= Beginning of Section =

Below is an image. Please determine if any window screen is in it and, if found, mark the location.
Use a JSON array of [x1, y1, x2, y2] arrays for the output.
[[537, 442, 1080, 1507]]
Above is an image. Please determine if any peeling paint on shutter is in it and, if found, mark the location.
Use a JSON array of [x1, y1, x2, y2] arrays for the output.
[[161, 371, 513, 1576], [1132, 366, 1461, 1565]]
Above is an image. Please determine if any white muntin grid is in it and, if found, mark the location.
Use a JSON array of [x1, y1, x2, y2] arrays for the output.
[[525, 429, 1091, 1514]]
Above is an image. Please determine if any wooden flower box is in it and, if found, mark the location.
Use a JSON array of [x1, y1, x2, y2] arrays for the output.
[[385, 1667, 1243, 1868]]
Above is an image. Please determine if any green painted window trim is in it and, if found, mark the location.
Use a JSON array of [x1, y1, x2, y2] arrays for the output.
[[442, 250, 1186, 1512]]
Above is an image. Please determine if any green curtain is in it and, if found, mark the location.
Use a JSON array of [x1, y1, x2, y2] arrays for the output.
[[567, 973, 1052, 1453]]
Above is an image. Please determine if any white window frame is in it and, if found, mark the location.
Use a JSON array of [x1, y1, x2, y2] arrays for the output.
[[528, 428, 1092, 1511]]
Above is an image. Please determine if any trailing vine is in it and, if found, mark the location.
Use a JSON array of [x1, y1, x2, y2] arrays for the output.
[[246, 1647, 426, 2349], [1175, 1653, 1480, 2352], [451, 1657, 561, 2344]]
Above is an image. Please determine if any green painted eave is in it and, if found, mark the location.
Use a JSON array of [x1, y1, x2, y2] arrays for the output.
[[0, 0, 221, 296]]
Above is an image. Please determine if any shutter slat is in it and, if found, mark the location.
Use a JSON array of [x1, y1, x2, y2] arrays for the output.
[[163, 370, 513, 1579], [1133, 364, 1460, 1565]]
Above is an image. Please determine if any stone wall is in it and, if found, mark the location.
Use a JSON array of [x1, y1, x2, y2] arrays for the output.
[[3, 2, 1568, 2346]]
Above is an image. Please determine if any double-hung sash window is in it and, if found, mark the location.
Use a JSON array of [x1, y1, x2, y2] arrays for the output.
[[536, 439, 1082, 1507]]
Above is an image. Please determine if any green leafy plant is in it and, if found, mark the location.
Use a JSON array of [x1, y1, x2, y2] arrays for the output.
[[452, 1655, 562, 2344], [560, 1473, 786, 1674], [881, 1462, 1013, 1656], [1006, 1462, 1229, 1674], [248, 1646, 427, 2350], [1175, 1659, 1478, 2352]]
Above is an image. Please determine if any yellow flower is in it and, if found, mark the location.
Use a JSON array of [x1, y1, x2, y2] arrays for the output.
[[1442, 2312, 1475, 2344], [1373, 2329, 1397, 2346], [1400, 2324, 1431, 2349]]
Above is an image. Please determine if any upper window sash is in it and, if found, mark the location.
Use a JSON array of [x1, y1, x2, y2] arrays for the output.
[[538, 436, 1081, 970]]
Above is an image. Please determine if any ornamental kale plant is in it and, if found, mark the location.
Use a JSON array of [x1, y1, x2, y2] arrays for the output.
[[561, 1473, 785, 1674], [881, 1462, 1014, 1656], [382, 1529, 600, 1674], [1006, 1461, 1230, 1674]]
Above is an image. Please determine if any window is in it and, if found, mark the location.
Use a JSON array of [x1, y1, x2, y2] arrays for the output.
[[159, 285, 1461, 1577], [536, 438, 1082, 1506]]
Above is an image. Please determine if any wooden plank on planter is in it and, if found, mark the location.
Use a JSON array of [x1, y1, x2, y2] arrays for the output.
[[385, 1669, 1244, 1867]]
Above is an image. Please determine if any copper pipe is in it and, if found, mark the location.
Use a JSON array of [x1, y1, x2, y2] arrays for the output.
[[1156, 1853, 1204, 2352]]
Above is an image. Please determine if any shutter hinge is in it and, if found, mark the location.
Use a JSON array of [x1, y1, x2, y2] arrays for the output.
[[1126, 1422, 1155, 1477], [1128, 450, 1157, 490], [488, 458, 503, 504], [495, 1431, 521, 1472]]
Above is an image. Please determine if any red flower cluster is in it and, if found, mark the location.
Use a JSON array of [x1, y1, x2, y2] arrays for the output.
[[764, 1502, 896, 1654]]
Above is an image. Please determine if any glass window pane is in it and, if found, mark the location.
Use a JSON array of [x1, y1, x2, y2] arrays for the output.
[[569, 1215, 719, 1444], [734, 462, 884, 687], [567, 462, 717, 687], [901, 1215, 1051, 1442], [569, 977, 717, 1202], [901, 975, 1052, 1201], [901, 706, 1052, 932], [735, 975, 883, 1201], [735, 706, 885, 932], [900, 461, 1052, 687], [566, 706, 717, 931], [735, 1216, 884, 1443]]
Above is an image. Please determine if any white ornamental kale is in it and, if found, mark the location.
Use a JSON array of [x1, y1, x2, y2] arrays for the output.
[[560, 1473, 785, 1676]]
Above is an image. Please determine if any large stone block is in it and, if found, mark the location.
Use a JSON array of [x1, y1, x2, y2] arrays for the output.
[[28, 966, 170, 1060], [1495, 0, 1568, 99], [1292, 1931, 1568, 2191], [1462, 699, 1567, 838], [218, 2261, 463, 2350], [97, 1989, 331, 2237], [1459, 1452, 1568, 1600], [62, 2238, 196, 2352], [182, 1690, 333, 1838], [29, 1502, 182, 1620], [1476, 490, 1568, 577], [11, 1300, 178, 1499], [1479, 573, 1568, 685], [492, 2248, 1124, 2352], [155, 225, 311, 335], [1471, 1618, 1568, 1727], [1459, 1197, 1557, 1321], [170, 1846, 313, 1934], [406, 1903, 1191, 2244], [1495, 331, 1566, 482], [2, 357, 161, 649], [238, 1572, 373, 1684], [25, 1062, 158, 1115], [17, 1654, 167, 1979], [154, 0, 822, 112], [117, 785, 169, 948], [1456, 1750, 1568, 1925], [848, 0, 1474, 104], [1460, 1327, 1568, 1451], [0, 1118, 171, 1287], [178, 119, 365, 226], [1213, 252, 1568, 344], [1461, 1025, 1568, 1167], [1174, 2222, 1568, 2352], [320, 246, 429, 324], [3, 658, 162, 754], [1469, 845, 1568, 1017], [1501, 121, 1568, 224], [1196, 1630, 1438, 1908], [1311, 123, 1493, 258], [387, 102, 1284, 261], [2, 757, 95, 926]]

= End of Section =

## ACTIVITY
Please repeat the material exactly as it appears above.

## SOLUTION TO THIS EXERCISE
Below is an image. Please determine if any window screen is in it and, if found, mark the location.
Use a JSON array of [x1, y1, x2, y2] arrays for the output.
[[537, 442, 1080, 1507]]
Above is an image. Please determine if any peeling paint on shutter is in it and, if found, mark the location.
Use a JSON array of [x1, y1, x2, y2] arrays for the output.
[[161, 371, 513, 1576], [1132, 366, 1461, 1565]]
Above is an image. Please determine if any white muntin grid is in it and, if found, mark the location.
Use a JSON array of [x1, y1, x2, y2] arrays for the output.
[[525, 429, 1091, 1514]]
Above is an image. Please determine if any wooden flower box is in it and, if found, mark the location.
Use a JSON array of [x1, y1, x2, y2] arrays for the output.
[[385, 1667, 1243, 1868]]
Above is an image. Please determine if any green painted window trim is in it and, if found, mark the location.
Use a JSON array of [x1, y1, x2, y2] arrays for the output.
[[442, 250, 1186, 1512]]
Above is an image. Please determine if any green curtain is in it and, if found, mark the location.
Use a JSON array of [x1, y1, x2, y2] arrays for the output.
[[567, 973, 1052, 1453]]
Above is an image. Please determine if any white window frame is in it and, if found, mark the location.
Use a JSON array of [x1, y1, x2, y2] arrays for the output.
[[528, 428, 1092, 1511]]
Above is an image. Please determine if any trailing vine is in it and, if found, mark the location.
Use a JSON array of [x1, y1, x2, y2] arrays for the output.
[[246, 1647, 426, 2349], [1175, 1653, 1480, 2352], [451, 1657, 561, 2344]]
Above is an image. Please determine if any green painted eave is in it and, if found, mark the location.
Use a JSON array of [x1, y1, x2, y2] arrays for the output.
[[0, 0, 221, 296]]
Above is an image. Please determine if any shutter slat is in it and, if found, mark the location.
Use a JSON array of [x1, y1, x2, y2] arrays for the output.
[[163, 370, 513, 1579], [1133, 364, 1460, 1565]]
Above is an image. Please determine if any stone wall is in it and, if found, mark the location.
Use a JSON array of [x1, y1, x2, y2] arrays for the output.
[[3, 2, 1568, 2346]]
Above is an image. Please determine if any double-hung sash window is in it and, if found, mark the location.
Use a JSON array of [x1, y1, x2, y2] arrays for the output.
[[536, 439, 1082, 1507]]
Above is an image. Please determine if any green leafy plant is in it and, if found, mark the location.
Use a JSON array of [x1, y1, x2, y2] arrays for the output.
[[452, 1655, 562, 2344], [560, 1473, 786, 1674], [881, 1462, 1013, 1656], [1006, 1462, 1229, 1674], [248, 1646, 427, 2350], [1175, 1659, 1478, 2352]]
Above is an image. Please determine if any yellow flower is in it and, if found, mark the location.
Use a JSON array of [x1, y1, x2, y2] arrays for the output.
[[1442, 2312, 1475, 2344], [1373, 2329, 1397, 2346], [1400, 2324, 1431, 2349]]
Above is an image. Please determine if any upper window sash is in it and, if found, mark the location.
Use a JSON array of [x1, y1, x2, y2] arrays for the output.
[[538, 436, 1081, 970]]
Above is an image. Please determine if any ornamental kale plant is in it and, if found, mark the location.
Use a JSON array of [x1, y1, x2, y2] arrays for the output.
[[561, 1473, 785, 1674], [881, 1462, 1014, 1656], [382, 1529, 600, 1674], [1006, 1461, 1230, 1674]]
Above is an image. Please determine if any window is in it and, if found, mark the location.
Use a JSON array of [x1, y1, x2, y2] arrays for the output.
[[159, 285, 1461, 1577], [536, 438, 1082, 1506]]
Above is an image. Please determine if any wooden plank on planter is in it and, if found, mark the location.
Use a JSON array of [x1, y1, x2, y2] arrays for the output.
[[385, 1669, 1244, 1867]]
Above is an image. Please determine if any copper pipe is in it and, if found, mark the location.
Use a JSON array of [x1, y1, x2, y2] arrays for the output.
[[1156, 1853, 1204, 2352]]
Above is an image. Please determine if any shutter hinge is in it and, if found, mark the location.
Use a JSON array of [x1, y1, x2, y2] arrays for the output.
[[1126, 1422, 1155, 1477], [1128, 450, 1157, 490], [488, 458, 503, 504], [495, 1431, 521, 1472]]
Above is an image. Please determine if any red flower cluster is in it and, if found, mark the location.
Use a JSON array of [x1, y1, x2, y2] arrays for the output.
[[764, 1502, 896, 1654]]
Above is an image. Please determine if any glass window pane is in it and, if found, mark the location.
Use a JSON array of [x1, y1, x2, y2] arrays for the output.
[[569, 1215, 719, 1444], [734, 462, 884, 687], [567, 462, 717, 687], [901, 1215, 1051, 1442], [569, 977, 717, 1202], [901, 975, 1052, 1201], [901, 706, 1052, 932], [735, 975, 883, 1201], [735, 706, 885, 932], [900, 461, 1052, 687], [566, 706, 717, 931], [735, 1216, 884, 1443]]
Above is an image. Please determine if any white ornamental kale is in it and, if found, mark the location.
Use a JSON array of [x1, y1, x2, y2] arrays for the output.
[[560, 1473, 785, 1676]]
Above is an image. Please determine if any large stone block is in it and, if found, mark the location.
Use a JSON array of [x1, y1, x2, y2] arrays for the output.
[[28, 966, 170, 1060], [1495, 0, 1568, 99], [1292, 1931, 1568, 2191], [1462, 699, 1567, 838], [218, 2261, 463, 2350], [97, 1989, 331, 2237], [1459, 1452, 1568, 1600], [62, 2238, 196, 2352], [182, 1690, 333, 1838], [29, 1502, 182, 1620], [1476, 490, 1568, 577], [11, 1300, 178, 1499], [1479, 573, 1568, 685], [492, 2248, 1124, 2352], [155, 225, 311, 335], [1471, 1618, 1568, 1727], [1459, 1197, 1557, 1321], [170, 1846, 313, 1934], [406, 1903, 1191, 2244], [1495, 331, 1566, 482], [2, 357, 161, 649], [238, 1572, 373, 1684], [25, 1062, 158, 1115], [17, 1654, 167, 1979], [154, 0, 822, 112], [117, 785, 169, 948], [1456, 1750, 1568, 1925], [848, 0, 1474, 104], [1460, 1327, 1568, 1451], [0, 1118, 171, 1287], [178, 119, 365, 226], [1213, 252, 1568, 344], [1461, 1025, 1568, 1167], [1174, 2222, 1568, 2352], [320, 246, 429, 324], [3, 658, 162, 754], [1469, 845, 1568, 1017], [1501, 121, 1568, 224], [1196, 1630, 1438, 1908], [1311, 123, 1493, 258], [387, 102, 1284, 261], [2, 757, 95, 926]]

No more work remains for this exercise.